*WORK TO COMPLETE*:
Reproduce every one of the records below verbatim.

DATASET CONTENT start

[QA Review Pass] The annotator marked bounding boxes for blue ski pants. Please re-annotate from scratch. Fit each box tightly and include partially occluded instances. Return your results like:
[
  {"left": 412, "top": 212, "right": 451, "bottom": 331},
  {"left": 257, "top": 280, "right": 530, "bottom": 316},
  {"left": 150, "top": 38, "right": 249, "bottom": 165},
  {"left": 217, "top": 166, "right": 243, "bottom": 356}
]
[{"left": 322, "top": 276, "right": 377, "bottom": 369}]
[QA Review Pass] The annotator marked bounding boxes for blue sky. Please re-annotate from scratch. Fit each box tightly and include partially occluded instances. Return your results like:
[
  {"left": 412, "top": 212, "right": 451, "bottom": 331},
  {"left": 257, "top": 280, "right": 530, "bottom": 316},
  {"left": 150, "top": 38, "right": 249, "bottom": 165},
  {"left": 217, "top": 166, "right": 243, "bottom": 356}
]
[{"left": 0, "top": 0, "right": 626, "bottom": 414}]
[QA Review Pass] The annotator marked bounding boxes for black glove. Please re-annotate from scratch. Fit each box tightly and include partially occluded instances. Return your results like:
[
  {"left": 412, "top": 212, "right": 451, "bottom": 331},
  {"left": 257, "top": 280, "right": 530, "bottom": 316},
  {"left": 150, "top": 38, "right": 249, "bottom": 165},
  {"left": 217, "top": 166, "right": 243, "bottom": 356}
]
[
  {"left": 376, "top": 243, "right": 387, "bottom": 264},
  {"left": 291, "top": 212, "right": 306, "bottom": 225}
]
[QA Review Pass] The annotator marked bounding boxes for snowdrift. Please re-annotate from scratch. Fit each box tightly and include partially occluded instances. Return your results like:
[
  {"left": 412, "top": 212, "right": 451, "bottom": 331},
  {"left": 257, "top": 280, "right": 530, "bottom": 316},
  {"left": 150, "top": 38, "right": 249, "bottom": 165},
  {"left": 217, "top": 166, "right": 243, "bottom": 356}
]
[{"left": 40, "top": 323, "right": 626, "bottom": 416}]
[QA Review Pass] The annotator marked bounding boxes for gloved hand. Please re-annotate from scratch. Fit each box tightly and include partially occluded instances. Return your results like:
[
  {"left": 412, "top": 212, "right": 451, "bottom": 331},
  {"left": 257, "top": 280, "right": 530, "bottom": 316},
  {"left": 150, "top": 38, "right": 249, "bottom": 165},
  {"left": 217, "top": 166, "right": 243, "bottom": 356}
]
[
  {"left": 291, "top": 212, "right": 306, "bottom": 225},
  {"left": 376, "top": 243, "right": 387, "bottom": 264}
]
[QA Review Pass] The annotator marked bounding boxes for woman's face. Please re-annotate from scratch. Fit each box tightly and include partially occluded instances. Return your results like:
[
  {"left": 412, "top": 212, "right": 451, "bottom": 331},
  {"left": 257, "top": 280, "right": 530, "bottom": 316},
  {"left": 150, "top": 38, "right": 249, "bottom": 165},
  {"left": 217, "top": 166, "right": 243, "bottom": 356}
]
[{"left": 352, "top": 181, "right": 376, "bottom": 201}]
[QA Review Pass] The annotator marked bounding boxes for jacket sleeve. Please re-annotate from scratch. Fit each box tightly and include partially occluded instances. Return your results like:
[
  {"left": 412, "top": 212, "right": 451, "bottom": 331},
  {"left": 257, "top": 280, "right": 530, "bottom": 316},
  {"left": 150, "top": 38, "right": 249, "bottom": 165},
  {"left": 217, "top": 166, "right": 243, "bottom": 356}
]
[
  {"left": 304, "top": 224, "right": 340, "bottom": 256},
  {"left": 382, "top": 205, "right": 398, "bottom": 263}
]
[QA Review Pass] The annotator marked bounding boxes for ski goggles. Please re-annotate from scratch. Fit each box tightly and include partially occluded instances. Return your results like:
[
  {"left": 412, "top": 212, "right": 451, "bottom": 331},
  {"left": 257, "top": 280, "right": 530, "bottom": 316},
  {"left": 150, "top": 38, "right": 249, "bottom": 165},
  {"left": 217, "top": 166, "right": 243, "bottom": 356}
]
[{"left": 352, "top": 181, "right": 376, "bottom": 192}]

DATASET CONTENT end

*SOLUTION FOR THIS PROBLEM*:
[QA Review Pass] The annotator marked bounding boxes for blue ski pants. Please re-annotate from scratch. Fit each box tightly and include partially occluded instances. Return your results like:
[
  {"left": 412, "top": 212, "right": 451, "bottom": 331},
  {"left": 257, "top": 280, "right": 530, "bottom": 316},
  {"left": 150, "top": 38, "right": 249, "bottom": 165},
  {"left": 217, "top": 166, "right": 243, "bottom": 356}
]
[{"left": 322, "top": 276, "right": 377, "bottom": 369}]
[QA Review Pass] The annotator marked bounding boxes for blue sky. Please re-annotate from scratch. Fit each box tightly and include partially occluded instances. Return your results like:
[
  {"left": 412, "top": 212, "right": 451, "bottom": 331},
  {"left": 257, "top": 280, "right": 530, "bottom": 316},
  {"left": 150, "top": 38, "right": 249, "bottom": 165},
  {"left": 217, "top": 166, "right": 243, "bottom": 356}
]
[{"left": 0, "top": 0, "right": 626, "bottom": 414}]
[QA Review Pass] The annotator marked bounding boxes for black glove. Please re-annotate from scratch. Fit each box tightly and include partially occluded instances. Return your results like:
[
  {"left": 412, "top": 212, "right": 451, "bottom": 331},
  {"left": 257, "top": 280, "right": 530, "bottom": 316},
  {"left": 150, "top": 38, "right": 249, "bottom": 165},
  {"left": 217, "top": 166, "right": 243, "bottom": 356}
]
[
  {"left": 376, "top": 243, "right": 387, "bottom": 264},
  {"left": 291, "top": 212, "right": 306, "bottom": 225}
]
[QA Review Pass] The annotator marked bounding boxes for snowdrift. Please re-annotate from scratch. Fit each box tightly and include partially occluded instances. Return your results like:
[
  {"left": 412, "top": 212, "right": 451, "bottom": 331},
  {"left": 257, "top": 280, "right": 530, "bottom": 316},
  {"left": 150, "top": 38, "right": 249, "bottom": 165},
  {"left": 217, "top": 166, "right": 243, "bottom": 356}
]
[{"left": 40, "top": 323, "right": 626, "bottom": 416}]
[QA Review Pass] The annotator marked bounding boxes for gloved hand. Please re-annotate from scratch. Fit each box tightly and include partially occluded instances. Return your results like:
[
  {"left": 412, "top": 212, "right": 451, "bottom": 331},
  {"left": 257, "top": 280, "right": 530, "bottom": 316},
  {"left": 150, "top": 38, "right": 249, "bottom": 165},
  {"left": 217, "top": 166, "right": 243, "bottom": 356}
]
[
  {"left": 291, "top": 212, "right": 306, "bottom": 225},
  {"left": 376, "top": 243, "right": 387, "bottom": 264}
]
[QA Review Pass] The annotator marked bounding boxes for woman's face. Please re-annotate from scratch. Fit each box tightly and include partially occluded instances. Return your results like:
[
  {"left": 412, "top": 212, "right": 451, "bottom": 331},
  {"left": 257, "top": 280, "right": 530, "bottom": 316},
  {"left": 150, "top": 38, "right": 249, "bottom": 165},
  {"left": 217, "top": 166, "right": 243, "bottom": 356}
]
[{"left": 352, "top": 181, "right": 376, "bottom": 201}]
[QA Review Pass] The annotator marked bounding boxes for jacket sleeve. Please re-annotate from scratch. Fit each box tightly and include partially occluded instances. Return your results like:
[
  {"left": 412, "top": 212, "right": 451, "bottom": 331},
  {"left": 257, "top": 280, "right": 530, "bottom": 316},
  {"left": 150, "top": 38, "right": 249, "bottom": 165},
  {"left": 217, "top": 166, "right": 243, "bottom": 356}
]
[
  {"left": 304, "top": 224, "right": 340, "bottom": 256},
  {"left": 382, "top": 205, "right": 398, "bottom": 263}
]
[QA Review Pass] The annotator marked bounding boxes for ski goggles. Please re-annotate from scratch. Fit each box tightly and include partially occluded instances. Return your results like:
[
  {"left": 412, "top": 212, "right": 451, "bottom": 331},
  {"left": 257, "top": 280, "right": 530, "bottom": 316},
  {"left": 150, "top": 38, "right": 249, "bottom": 165},
  {"left": 217, "top": 166, "right": 243, "bottom": 356}
]
[{"left": 352, "top": 181, "right": 376, "bottom": 192}]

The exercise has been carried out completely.